**Exercise prompt**
In the records below, change every "planogram tally" to "shelf count" and leave everything else the same.

"""

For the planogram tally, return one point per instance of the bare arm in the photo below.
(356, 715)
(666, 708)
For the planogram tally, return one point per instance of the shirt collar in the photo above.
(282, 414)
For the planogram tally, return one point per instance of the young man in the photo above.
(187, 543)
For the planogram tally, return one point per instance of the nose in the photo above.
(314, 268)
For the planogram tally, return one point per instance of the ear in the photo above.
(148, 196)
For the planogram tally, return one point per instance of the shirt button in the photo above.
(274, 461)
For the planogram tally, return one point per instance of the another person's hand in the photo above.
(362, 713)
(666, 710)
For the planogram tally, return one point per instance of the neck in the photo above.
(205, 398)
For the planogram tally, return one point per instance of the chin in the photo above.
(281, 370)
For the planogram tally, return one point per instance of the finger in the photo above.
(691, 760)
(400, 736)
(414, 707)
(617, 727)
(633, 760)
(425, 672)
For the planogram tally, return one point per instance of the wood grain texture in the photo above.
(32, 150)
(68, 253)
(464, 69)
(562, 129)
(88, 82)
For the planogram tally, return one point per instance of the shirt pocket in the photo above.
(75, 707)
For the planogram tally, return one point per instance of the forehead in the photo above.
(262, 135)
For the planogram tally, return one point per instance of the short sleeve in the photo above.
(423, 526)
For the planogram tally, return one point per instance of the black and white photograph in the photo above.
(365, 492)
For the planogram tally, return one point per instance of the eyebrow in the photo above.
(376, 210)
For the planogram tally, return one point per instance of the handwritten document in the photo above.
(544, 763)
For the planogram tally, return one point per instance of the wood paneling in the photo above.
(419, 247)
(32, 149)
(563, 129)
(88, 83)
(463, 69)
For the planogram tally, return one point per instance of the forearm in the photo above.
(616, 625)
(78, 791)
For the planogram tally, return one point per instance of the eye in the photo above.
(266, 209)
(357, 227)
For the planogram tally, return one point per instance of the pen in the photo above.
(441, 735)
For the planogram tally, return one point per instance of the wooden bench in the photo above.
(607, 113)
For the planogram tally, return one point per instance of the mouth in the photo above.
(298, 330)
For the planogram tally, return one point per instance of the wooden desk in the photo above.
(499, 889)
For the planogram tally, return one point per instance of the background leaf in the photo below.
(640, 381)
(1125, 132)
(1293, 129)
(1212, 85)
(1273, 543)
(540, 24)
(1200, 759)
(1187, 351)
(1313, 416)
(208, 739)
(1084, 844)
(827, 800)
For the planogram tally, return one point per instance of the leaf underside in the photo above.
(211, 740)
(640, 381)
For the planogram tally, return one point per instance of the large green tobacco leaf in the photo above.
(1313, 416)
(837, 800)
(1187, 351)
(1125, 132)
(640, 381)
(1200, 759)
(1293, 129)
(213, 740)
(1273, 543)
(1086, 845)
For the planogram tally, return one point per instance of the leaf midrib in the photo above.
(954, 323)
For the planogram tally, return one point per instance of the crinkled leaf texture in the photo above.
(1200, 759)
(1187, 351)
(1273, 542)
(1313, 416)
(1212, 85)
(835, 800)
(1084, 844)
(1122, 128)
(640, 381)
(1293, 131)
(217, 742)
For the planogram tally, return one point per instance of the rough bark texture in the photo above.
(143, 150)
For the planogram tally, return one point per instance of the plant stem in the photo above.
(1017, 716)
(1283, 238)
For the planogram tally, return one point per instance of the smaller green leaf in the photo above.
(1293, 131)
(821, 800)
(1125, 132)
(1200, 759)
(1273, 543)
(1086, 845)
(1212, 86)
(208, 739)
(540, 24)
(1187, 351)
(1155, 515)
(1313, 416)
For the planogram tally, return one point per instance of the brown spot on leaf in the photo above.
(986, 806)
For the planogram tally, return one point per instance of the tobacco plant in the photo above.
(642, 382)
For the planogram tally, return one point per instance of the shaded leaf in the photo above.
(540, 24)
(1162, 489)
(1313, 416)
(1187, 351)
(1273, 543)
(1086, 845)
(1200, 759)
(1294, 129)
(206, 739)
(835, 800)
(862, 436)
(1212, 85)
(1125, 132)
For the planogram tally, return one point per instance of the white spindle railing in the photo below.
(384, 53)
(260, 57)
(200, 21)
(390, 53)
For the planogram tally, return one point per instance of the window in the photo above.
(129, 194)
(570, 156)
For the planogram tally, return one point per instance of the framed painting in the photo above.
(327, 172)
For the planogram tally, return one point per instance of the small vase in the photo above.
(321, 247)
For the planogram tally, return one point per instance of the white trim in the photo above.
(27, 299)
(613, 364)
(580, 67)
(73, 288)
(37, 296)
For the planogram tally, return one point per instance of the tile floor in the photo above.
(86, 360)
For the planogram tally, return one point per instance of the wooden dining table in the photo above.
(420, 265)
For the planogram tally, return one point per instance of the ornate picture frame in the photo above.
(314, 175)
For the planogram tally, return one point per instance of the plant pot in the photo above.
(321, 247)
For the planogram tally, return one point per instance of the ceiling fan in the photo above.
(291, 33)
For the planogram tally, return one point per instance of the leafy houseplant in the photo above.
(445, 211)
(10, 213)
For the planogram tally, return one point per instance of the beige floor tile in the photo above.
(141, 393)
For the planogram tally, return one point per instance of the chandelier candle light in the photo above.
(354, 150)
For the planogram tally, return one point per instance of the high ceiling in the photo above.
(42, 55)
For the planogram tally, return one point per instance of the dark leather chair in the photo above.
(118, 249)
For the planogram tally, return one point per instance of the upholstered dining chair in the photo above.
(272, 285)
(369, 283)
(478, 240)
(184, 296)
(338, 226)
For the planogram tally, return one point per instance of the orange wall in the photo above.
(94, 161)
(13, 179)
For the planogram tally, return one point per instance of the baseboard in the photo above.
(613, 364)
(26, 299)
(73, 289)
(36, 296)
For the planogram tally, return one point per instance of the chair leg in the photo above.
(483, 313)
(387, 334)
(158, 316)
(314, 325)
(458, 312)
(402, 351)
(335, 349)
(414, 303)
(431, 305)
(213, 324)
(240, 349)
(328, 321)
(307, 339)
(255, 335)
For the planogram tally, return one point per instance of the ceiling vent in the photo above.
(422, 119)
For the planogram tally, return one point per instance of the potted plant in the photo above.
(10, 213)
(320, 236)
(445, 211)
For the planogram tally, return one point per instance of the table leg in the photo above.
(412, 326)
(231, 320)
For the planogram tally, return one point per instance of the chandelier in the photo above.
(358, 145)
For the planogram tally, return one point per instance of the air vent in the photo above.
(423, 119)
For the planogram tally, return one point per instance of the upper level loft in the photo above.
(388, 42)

"""

**Task result**
For the shelf count, return one point per instance of the bare arm in the photo below.
(356, 715)
(666, 708)
For the shelf count, return one point per instance of the shirt collar in the photo above.
(282, 414)
For the shelf count, return one point per instance of the young man in the photo above.
(187, 543)
For the shelf count, return one point per instance of the nose in the photo above.
(314, 268)
For the shelf count, return one point per instance of the ear in the photo above.
(148, 196)
For the shelf count, return one point per instance of the shirt button in the photo above.
(274, 461)
For the shelf count, return one point per instance of the another person's hand in the photo above.
(362, 713)
(666, 710)
For the shelf count, return one point per instance of the neck in the photo above.
(205, 398)
For the shelf count, return one point per instance of the chin in the photo above.
(281, 370)
For the shelf count, return one point per instance of the finger in the photo above.
(691, 760)
(400, 736)
(414, 707)
(617, 727)
(633, 760)
(425, 672)
For the shelf count, return one point per instance of the wood grain texture in the photo above.
(32, 150)
(68, 253)
(464, 69)
(562, 129)
(88, 82)
For the shelf count, return one point per instance of the shirt pocket in the photo above.
(75, 707)
For the shelf count, return one point per instance of the forehead in the photo above.
(262, 135)
For the shelf count, return one point per instance of the short sleeve in the photo above.
(423, 526)
For the shelf count, return one point per instance of the black and white photograph in the photo above.
(365, 492)
For the shelf count, return one point per instance of the eyebrow in the photo above.
(376, 210)
For the shelf count, return one point per instance of the handwritten document in the photo above.
(544, 763)
For the shelf count, return one point per instance of the wood paneling in the photo above.
(419, 247)
(32, 149)
(563, 129)
(88, 83)
(463, 69)
For the shelf count, return one point per instance of the forearm in the photo above.
(616, 625)
(78, 791)
For the shelf count, return one point per instance of the eye in the photo above.
(266, 209)
(357, 227)
For the shelf count, return one point per instance of the pen in the photo above.
(441, 735)
For the shelf count, return one point per instance of the wooden bench in the photo above.
(607, 113)
For the shelf count, return one point per instance of the mouth in the photo above.
(298, 330)
For the shelf count, return one point per instance of the wooden desk in the photo above.
(499, 889)
For the shelf count, return one point per instance of the background leaf in the photo below.
(640, 381)
(1125, 132)
(1293, 129)
(1212, 85)
(1273, 543)
(540, 24)
(1200, 759)
(1187, 351)
(1313, 416)
(208, 739)
(1084, 844)
(827, 800)
For the shelf count, return one point per instance of the leaf underside in the photo above.
(211, 740)
(640, 381)
For the shelf count, return one point per instance of the large green tobacco leaf in the photo above.
(1313, 416)
(837, 800)
(1187, 351)
(1125, 132)
(640, 381)
(1200, 759)
(1293, 129)
(213, 740)
(1273, 543)
(1086, 845)
For the shelf count, return one point per instance of the leaf midrib in the photo above.
(954, 323)
For the shelf count, return one point per instance of the crinkled leaf texture in the photo above.
(1200, 759)
(1187, 351)
(1273, 542)
(1313, 416)
(1212, 85)
(835, 800)
(1084, 844)
(1122, 128)
(640, 381)
(1293, 131)
(217, 742)
For the shelf count, return one point per instance of the rough bark texture in the photo above.
(143, 150)
For the shelf count, return one point per instance of the plant stem in the photo above.
(1017, 716)
(1283, 238)
For the shelf count, return one point per instance of the smaller green leaf in the photo above.
(1293, 131)
(821, 800)
(1125, 132)
(1200, 759)
(1273, 543)
(1086, 845)
(1212, 86)
(208, 739)
(540, 24)
(1187, 351)
(1155, 515)
(1313, 416)
For the shelf count, return one point per instance of the brown spot on leaf in the photo above.
(986, 806)
For the shelf count, return one point per instance of the tobacco plant in the photo above.
(642, 382)
For the shelf count, return one point per instance of the shaded leaf in the photo above.
(540, 24)
(1162, 489)
(1313, 416)
(1187, 351)
(1273, 543)
(1086, 845)
(1200, 759)
(1294, 129)
(206, 739)
(835, 800)
(862, 436)
(1212, 85)
(1125, 132)
For the shelf count, return one point per instance of the white spindle railing in the photo below.
(384, 53)
(260, 57)
(200, 21)
(390, 53)
For the shelf count, return one point per instance of the window in the photo above.
(129, 194)
(570, 156)
For the shelf count, return one point per instance of the framed painting in the photo above.
(327, 172)
For the shelf count, return one point per instance of the small vase in the photo above.
(321, 247)
For the shelf count, return one point per instance of the white trim in the photo above.
(27, 299)
(613, 364)
(580, 67)
(73, 288)
(37, 296)
For the shelf count, return one point per instance of the tile floor in the photo above.
(86, 360)
For the shelf count, return one point per instance of the wooden dining table in the photo above.
(420, 265)
For the shelf count, return one point per instance of the ornate picture frame in the photo above.
(314, 175)
For the shelf count, return one point per instance of the plant pot in the photo above.
(321, 247)
For the shelf count, return one point per instance of the ceiling fan in the photo above.
(291, 33)
For the shelf count, return one point per instance of the leafy houseplant in the photo above.
(445, 211)
(10, 213)
For the shelf count, return one point per instance of the beige floor tile in the photo above.
(141, 393)
For the shelf count, return one point per instance of the chandelier candle light in the photo above.
(354, 150)
For the shelf count, return one point per instance of the high ceiling in the photo above.
(42, 55)
For the shelf count, return one point per instance of the dark leather chair in the photo above.
(118, 249)
For the shelf count, return one point per instance of the upholstered dining chair in the photo above.
(272, 285)
(369, 283)
(478, 240)
(184, 296)
(338, 226)
For the shelf count, return one point per instance of the orange wall in the photo above.
(94, 161)
(13, 179)
For the shelf count, return one point per instance of the baseboard in the photo above.
(613, 364)
(26, 299)
(73, 289)
(36, 296)
For the shelf count, return one point per instance of the chair leg in the photo above.
(483, 313)
(387, 334)
(158, 316)
(314, 325)
(458, 312)
(402, 351)
(335, 349)
(414, 303)
(431, 305)
(213, 324)
(240, 349)
(328, 321)
(307, 339)
(255, 335)
For the shelf count, return one point per instance of the ceiling vent in the photo above.
(422, 119)
For the shelf count, return one point per instance of the potted plant in the photo above.
(10, 213)
(320, 236)
(445, 211)
For the shelf count, return one point per instance of the table leg in the photo above.
(412, 326)
(231, 320)
For the shelf count, return one point per instance of the chandelier in the photo above.
(358, 145)
For the shelf count, return one point per instance of the air vent in the photo above.
(423, 119)
For the shelf count, return one point per instance of the upper level loft in the photo above.
(388, 42)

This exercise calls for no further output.